» DATA EXCERPTS
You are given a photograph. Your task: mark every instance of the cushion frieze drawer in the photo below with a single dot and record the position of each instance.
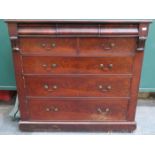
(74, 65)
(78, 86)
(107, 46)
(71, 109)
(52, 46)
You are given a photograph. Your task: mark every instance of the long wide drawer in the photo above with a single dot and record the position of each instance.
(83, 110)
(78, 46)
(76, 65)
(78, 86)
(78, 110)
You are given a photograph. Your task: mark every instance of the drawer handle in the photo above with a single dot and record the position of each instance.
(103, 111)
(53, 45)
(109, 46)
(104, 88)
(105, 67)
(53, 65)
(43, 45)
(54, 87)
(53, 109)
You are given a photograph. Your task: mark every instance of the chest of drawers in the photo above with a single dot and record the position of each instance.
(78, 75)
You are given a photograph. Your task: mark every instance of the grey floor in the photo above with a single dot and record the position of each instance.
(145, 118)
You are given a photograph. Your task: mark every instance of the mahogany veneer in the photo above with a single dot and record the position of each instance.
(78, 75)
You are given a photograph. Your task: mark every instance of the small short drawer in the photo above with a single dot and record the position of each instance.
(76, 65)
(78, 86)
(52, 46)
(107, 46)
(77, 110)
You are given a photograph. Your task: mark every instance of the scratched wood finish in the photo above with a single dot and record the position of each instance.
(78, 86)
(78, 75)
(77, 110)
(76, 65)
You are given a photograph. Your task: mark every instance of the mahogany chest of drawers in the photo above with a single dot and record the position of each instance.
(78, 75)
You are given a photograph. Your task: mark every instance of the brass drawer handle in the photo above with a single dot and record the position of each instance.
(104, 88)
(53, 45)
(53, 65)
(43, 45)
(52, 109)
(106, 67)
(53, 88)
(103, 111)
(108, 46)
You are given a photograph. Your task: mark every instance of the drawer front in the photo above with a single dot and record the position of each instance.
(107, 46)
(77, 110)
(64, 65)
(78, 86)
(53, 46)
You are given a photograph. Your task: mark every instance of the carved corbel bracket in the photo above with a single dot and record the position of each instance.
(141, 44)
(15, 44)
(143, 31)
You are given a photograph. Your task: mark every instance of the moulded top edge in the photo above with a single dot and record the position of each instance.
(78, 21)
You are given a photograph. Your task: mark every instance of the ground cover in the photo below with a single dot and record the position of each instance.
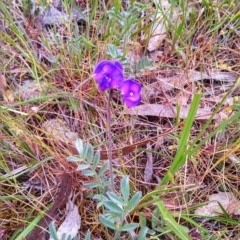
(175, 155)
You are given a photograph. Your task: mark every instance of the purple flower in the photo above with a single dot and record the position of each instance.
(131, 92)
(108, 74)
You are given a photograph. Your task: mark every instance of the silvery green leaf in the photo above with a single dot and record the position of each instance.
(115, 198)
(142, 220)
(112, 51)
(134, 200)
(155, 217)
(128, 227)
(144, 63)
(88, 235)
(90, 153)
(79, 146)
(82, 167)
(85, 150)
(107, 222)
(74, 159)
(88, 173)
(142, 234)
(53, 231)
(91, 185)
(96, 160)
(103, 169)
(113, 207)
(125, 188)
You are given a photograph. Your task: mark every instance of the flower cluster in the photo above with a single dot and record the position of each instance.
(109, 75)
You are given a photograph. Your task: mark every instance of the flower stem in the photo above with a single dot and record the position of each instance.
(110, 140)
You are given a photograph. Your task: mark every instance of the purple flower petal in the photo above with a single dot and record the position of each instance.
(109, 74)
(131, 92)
---
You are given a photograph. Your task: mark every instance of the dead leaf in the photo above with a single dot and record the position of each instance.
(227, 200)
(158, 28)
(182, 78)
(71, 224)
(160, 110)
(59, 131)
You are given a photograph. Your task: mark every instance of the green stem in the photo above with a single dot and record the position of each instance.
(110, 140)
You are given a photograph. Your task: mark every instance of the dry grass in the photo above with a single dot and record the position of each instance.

» THE TASK
Count the lines in the items above that contain the string "drawers", treating uppercase and lowercase as different. Reply with the number alone.

» SOLUTION TO THE EXERCISE
2